What to work on: The records below should be written out again, exactly.

***** Excerpted data

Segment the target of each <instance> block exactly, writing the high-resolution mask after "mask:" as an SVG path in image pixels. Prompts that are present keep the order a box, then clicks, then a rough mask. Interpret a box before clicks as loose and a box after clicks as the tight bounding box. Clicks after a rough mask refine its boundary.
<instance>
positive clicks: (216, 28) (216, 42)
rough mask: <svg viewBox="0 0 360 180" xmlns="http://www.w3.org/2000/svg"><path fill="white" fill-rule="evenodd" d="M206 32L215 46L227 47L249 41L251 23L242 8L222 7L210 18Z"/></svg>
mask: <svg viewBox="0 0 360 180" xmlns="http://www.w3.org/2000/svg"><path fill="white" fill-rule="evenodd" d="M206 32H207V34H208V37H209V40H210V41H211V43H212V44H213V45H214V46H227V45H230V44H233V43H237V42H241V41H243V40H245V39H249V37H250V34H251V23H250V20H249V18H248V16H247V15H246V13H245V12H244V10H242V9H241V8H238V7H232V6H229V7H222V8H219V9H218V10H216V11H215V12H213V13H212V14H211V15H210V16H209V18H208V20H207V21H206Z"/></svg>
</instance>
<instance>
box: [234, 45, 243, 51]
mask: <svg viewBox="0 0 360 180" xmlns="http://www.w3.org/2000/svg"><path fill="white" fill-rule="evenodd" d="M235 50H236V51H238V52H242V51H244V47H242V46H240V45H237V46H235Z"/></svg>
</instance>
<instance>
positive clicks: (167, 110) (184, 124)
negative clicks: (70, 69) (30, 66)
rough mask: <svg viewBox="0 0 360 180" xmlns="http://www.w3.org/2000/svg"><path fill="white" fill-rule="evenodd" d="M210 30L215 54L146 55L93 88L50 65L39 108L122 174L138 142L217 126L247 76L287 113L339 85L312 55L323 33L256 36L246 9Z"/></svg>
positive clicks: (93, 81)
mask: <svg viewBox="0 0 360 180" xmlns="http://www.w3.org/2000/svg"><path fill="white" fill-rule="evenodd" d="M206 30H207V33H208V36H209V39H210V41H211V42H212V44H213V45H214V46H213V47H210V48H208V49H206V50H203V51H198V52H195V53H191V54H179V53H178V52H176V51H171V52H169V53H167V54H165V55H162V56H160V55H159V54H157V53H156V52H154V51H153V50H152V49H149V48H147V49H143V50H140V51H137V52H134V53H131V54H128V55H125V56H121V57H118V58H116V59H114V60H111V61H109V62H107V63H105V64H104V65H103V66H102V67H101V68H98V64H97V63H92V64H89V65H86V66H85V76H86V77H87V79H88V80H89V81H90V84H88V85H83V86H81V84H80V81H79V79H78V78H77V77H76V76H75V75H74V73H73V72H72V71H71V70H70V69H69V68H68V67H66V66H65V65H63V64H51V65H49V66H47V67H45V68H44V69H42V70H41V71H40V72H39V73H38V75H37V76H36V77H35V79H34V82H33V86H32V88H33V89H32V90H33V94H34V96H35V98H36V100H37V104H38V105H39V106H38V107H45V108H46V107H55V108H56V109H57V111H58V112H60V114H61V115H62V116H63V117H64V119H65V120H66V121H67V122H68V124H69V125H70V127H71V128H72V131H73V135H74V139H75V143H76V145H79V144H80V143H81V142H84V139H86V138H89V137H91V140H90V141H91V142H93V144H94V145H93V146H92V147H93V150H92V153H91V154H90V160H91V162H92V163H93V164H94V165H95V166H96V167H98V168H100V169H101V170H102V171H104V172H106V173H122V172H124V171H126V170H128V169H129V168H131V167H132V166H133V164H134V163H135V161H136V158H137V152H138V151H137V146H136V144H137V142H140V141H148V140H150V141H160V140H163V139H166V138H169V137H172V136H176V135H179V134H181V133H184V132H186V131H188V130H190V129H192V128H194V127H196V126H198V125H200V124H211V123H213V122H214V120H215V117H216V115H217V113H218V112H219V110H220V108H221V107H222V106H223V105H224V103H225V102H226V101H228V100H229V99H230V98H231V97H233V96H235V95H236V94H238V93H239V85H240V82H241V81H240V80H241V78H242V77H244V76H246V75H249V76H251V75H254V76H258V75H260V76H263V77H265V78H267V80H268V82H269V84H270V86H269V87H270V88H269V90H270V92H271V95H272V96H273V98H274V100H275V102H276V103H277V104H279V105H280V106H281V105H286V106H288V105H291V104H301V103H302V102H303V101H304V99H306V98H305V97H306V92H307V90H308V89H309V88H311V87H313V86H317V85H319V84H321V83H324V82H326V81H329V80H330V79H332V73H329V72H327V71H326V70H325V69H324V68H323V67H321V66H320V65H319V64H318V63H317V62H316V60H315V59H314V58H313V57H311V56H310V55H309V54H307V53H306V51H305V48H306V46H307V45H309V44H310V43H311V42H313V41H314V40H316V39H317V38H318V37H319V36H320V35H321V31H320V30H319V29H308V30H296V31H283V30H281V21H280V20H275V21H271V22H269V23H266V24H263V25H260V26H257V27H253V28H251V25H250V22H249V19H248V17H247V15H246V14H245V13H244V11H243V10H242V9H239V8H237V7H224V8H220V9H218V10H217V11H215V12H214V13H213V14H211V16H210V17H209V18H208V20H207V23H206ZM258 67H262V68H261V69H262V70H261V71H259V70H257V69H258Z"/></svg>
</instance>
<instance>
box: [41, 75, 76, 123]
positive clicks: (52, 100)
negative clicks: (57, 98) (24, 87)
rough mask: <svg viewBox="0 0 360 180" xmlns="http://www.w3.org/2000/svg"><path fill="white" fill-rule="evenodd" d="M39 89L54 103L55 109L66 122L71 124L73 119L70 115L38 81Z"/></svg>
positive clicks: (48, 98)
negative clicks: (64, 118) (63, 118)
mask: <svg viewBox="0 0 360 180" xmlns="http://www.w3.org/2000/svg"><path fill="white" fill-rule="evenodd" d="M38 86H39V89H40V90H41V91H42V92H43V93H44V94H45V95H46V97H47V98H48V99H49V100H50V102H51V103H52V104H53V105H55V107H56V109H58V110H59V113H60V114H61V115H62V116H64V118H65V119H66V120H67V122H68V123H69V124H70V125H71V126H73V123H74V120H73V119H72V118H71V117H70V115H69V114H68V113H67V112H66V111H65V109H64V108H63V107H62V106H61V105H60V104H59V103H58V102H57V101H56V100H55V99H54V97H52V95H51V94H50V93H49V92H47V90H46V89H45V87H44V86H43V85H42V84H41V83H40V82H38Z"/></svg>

**********

Answer:
Segment the target of each <instance> block exactly, writing the high-resolution mask after "mask:" as an SVG path in image pixels. Prompts that are present keep the order a box, then clicks, then a rough mask. Interpret a box before clicks as loose and a box after clicks as the tight bounding box. Clicks after a rough mask refine its boundary.
<instance>
positive clicks: (216, 28) (216, 42)
rough mask: <svg viewBox="0 0 360 180" xmlns="http://www.w3.org/2000/svg"><path fill="white" fill-rule="evenodd" d="M206 32L215 46L227 47L249 41L251 23L242 8L222 7L210 18Z"/></svg>
mask: <svg viewBox="0 0 360 180" xmlns="http://www.w3.org/2000/svg"><path fill="white" fill-rule="evenodd" d="M206 32H207V34H208V37H209V40H210V41H211V43H212V44H213V45H214V46H227V45H230V44H233V43H237V42H241V41H243V40H245V39H249V37H250V34H251V23H250V20H249V18H248V16H247V15H246V13H245V12H244V10H242V9H241V8H238V7H232V6H229V7H222V8H219V9H218V10H216V11H215V12H213V13H212V14H211V15H210V16H209V18H208V20H207V21H206Z"/></svg>
</instance>
<instance>
box: [234, 45, 243, 51]
mask: <svg viewBox="0 0 360 180" xmlns="http://www.w3.org/2000/svg"><path fill="white" fill-rule="evenodd" d="M235 50H236V51H238V52H242V51H244V47H242V46H240V45H237V46H235Z"/></svg>
</instance>
<instance>
positive clicks: (167, 110) (184, 124)
negative clicks: (70, 69) (30, 66)
rough mask: <svg viewBox="0 0 360 180" xmlns="http://www.w3.org/2000/svg"><path fill="white" fill-rule="evenodd" d="M210 30L215 54L146 55L93 88L50 65L39 108L122 174L138 142L217 126L247 76L287 113L339 85L312 55L323 33L256 36L246 9Z"/></svg>
positive clicks: (93, 81)
mask: <svg viewBox="0 0 360 180" xmlns="http://www.w3.org/2000/svg"><path fill="white" fill-rule="evenodd" d="M206 30H207V33H208V36H209V39H210V41H211V42H212V44H213V45H214V46H213V47H210V48H208V49H206V50H203V51H198V52H195V53H191V54H179V53H178V52H176V51H171V52H169V53H167V54H165V55H162V56H160V55H159V54H157V53H156V52H154V51H153V50H152V49H149V48H147V49H143V50H140V51H137V52H134V53H131V54H128V55H125V56H121V57H118V58H116V59H114V60H111V61H109V62H107V63H105V64H104V65H103V66H102V67H101V68H98V64H97V63H92V64H89V65H86V66H85V76H86V77H87V79H88V80H89V81H90V84H88V85H83V86H81V84H80V81H79V79H78V78H77V77H76V76H75V75H74V73H73V72H72V71H71V70H70V69H69V68H68V67H66V66H65V65H63V64H51V65H49V66H47V67H45V68H44V69H42V70H41V71H40V72H39V73H38V75H37V76H36V77H35V79H34V82H33V86H32V88H33V89H32V90H33V94H34V96H35V98H36V100H37V104H38V105H39V106H38V107H45V108H46V107H55V108H56V109H57V111H58V112H60V114H61V115H62V116H63V117H64V119H65V120H66V121H67V122H68V124H69V125H70V127H71V128H72V131H73V135H74V139H75V143H76V145H79V144H80V143H81V142H84V139H86V138H89V137H91V140H90V141H91V142H93V144H94V145H93V146H92V147H93V150H92V153H91V154H90V160H91V162H92V163H93V164H94V165H95V166H96V167H98V168H100V169H101V170H102V171H104V172H106V173H122V172H124V171H126V170H128V169H129V168H131V167H132V166H133V164H134V163H135V161H136V158H137V152H138V151H137V146H136V144H137V142H140V141H148V140H150V141H160V140H163V139H166V138H169V137H172V136H176V135H179V134H181V133H184V132H186V131H188V130H190V129H192V128H194V127H196V126H198V125H200V124H211V123H213V122H214V120H215V117H216V115H217V113H218V112H219V110H220V108H221V107H222V106H223V105H224V103H225V102H226V101H228V100H229V99H230V98H231V97H233V96H235V95H236V94H238V93H239V85H240V82H241V81H240V80H241V78H242V77H244V76H246V75H249V76H251V75H254V76H258V75H260V76H263V77H265V78H267V80H268V82H269V84H270V86H269V87H270V88H269V90H270V92H271V95H272V96H273V98H274V100H275V102H276V103H277V104H279V105H280V106H281V105H286V106H288V105H291V104H301V103H302V102H303V101H304V99H306V98H305V97H306V92H307V90H308V89H309V88H311V87H313V86H317V85H319V84H321V83H324V82H326V81H329V80H330V79H332V73H329V72H327V71H326V70H325V69H324V68H323V67H321V66H320V65H319V64H318V63H317V62H316V60H315V59H314V58H313V57H311V56H310V55H309V54H307V53H306V51H305V48H306V46H307V45H309V44H310V43H311V42H313V41H314V40H316V39H317V38H318V37H319V36H320V35H321V31H320V30H319V29H308V30H296V31H283V30H281V21H280V20H275V21H271V22H269V23H266V24H263V25H260V26H257V27H253V28H251V25H250V22H249V19H248V17H247V15H246V14H245V13H244V11H243V10H242V9H239V8H237V7H224V8H220V9H218V10H217V11H215V12H214V13H213V14H211V16H210V17H209V18H208V20H207V23H206ZM258 67H262V68H261V69H262V70H261V71H259V70H257V69H258Z"/></svg>
</instance>
<instance>
box: [41, 75, 76, 123]
positive clicks: (52, 100)
negative clicks: (57, 98) (24, 87)
rough mask: <svg viewBox="0 0 360 180" xmlns="http://www.w3.org/2000/svg"><path fill="white" fill-rule="evenodd" d="M39 89L54 103L55 109L66 122L71 124L73 119L70 115L38 81Z"/></svg>
positive clicks: (48, 98)
negative clicks: (64, 118) (63, 118)
mask: <svg viewBox="0 0 360 180" xmlns="http://www.w3.org/2000/svg"><path fill="white" fill-rule="evenodd" d="M38 86H39V89H40V90H41V91H42V92H43V93H44V94H45V95H46V97H47V98H48V99H49V100H50V102H51V103H52V104H53V105H55V107H56V109H58V110H59V113H60V114H61V115H62V116H64V118H65V119H66V120H67V122H68V123H69V124H70V125H71V126H73V123H74V120H73V119H72V118H71V117H70V115H69V114H68V113H67V112H66V111H65V109H64V108H63V107H62V106H61V105H60V104H59V103H58V102H57V101H56V100H55V99H54V97H52V95H51V94H50V93H49V92H47V90H46V89H45V87H44V86H43V85H42V84H41V83H40V82H38Z"/></svg>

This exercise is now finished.